_Data extract_
- Opening Delimiter -
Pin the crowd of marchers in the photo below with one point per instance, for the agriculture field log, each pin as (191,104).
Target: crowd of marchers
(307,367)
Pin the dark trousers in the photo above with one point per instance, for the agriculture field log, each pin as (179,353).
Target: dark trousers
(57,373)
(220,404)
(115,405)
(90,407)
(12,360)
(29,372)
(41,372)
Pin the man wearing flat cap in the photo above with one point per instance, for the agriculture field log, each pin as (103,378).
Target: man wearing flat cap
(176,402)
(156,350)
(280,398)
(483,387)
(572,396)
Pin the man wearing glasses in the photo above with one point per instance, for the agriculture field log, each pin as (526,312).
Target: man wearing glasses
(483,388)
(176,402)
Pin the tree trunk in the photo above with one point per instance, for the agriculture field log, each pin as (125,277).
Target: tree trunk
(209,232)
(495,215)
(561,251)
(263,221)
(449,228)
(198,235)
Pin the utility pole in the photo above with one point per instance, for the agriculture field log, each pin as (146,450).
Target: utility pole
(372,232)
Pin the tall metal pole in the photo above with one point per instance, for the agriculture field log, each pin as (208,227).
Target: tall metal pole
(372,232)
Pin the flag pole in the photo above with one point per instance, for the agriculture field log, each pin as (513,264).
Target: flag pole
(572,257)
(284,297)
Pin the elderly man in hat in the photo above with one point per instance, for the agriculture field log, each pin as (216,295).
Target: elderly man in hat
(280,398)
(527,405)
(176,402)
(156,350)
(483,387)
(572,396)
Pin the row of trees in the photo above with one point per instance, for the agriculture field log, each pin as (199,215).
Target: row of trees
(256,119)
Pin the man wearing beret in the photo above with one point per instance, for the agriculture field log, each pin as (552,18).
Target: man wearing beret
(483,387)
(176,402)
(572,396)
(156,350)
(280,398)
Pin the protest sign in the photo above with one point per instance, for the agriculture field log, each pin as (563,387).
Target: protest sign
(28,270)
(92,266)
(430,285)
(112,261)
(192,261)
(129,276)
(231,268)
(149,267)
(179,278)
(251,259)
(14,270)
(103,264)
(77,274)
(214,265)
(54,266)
- Closing Delimiter -
- Opening Delimiter -
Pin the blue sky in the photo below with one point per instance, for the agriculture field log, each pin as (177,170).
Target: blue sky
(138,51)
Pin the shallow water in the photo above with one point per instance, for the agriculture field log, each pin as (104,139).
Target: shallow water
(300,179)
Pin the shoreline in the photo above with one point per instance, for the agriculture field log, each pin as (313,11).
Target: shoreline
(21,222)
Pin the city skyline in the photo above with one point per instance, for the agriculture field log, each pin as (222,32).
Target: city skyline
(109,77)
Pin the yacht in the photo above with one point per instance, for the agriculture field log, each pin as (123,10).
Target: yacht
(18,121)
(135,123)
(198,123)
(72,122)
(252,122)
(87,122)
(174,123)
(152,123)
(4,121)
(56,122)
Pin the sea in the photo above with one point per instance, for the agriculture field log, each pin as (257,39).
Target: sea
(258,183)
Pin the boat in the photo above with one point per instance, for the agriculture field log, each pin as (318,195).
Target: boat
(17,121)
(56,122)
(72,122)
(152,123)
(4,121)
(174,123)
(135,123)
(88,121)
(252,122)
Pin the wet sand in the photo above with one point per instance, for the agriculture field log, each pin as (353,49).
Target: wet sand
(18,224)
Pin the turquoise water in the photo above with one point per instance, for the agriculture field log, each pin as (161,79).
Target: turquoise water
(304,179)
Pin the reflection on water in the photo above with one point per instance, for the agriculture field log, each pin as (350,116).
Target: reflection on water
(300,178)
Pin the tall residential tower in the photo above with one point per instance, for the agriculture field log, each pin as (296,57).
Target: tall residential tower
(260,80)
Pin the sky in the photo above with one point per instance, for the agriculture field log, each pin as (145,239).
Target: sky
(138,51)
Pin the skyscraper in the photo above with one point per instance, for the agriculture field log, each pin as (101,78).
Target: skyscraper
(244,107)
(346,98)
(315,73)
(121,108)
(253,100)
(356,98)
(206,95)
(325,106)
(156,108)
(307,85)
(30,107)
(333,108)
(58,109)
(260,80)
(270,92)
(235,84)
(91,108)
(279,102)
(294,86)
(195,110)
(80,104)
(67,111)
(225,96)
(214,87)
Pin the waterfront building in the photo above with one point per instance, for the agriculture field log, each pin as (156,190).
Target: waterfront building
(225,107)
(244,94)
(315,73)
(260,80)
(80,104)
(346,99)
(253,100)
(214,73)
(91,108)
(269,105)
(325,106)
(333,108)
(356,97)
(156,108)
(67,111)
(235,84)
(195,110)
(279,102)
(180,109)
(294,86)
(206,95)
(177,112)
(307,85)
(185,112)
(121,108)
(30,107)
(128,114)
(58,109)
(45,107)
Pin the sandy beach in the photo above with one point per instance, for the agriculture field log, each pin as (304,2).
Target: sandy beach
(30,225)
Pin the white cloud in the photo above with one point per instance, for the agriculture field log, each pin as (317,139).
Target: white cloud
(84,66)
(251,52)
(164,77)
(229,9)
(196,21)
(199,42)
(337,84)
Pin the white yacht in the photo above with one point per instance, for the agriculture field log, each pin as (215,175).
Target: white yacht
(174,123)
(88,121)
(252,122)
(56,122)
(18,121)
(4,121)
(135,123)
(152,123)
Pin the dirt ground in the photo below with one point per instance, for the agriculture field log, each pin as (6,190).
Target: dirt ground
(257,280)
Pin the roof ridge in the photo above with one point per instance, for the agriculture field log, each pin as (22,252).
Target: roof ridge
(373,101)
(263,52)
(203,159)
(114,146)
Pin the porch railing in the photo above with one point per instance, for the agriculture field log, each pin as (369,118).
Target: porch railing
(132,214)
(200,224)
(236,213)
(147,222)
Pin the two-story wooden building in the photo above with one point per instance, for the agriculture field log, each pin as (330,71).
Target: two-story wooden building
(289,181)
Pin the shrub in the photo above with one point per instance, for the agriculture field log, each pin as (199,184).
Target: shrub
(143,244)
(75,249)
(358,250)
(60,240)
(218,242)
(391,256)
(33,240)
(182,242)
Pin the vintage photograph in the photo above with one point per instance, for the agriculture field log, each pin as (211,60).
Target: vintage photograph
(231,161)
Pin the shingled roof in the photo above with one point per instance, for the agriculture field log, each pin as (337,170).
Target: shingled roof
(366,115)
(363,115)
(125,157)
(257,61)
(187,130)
- Closing Delimiter -
_Task_
Could you set down, exactly as written, the lines above between the one holding "Target: dirt ground" and the one holding "Pin the vintage", inclusive, and nothing more?

_Task response_
Target: dirt ground
(257,280)
Pin the roof ridge in the photo above with one point per instance, for the agriculture field log, each pin as (22,252).
Target: roof ridge
(373,101)
(263,52)
(203,159)
(114,146)
Pin the porch railing in the photo above with one point per instance, for the agriculture field log, each pin as (369,118).
Target: porch railing
(132,214)
(200,224)
(236,213)
(147,222)
Pin the two-story wooden building in the photo above with one point per instance, for the agriculture field log, each pin as (330,71).
Target: two-story wooden building
(289,181)
Pin the shrub in the photo above with one point per instance, for the agriculture field log, each pin as (199,184).
Target: shrub
(143,244)
(75,249)
(358,250)
(60,240)
(218,242)
(391,256)
(33,240)
(182,242)
Pin the vintage photograph in the photo above with one point per instance, for the agriculture field log, each pin as (211,60).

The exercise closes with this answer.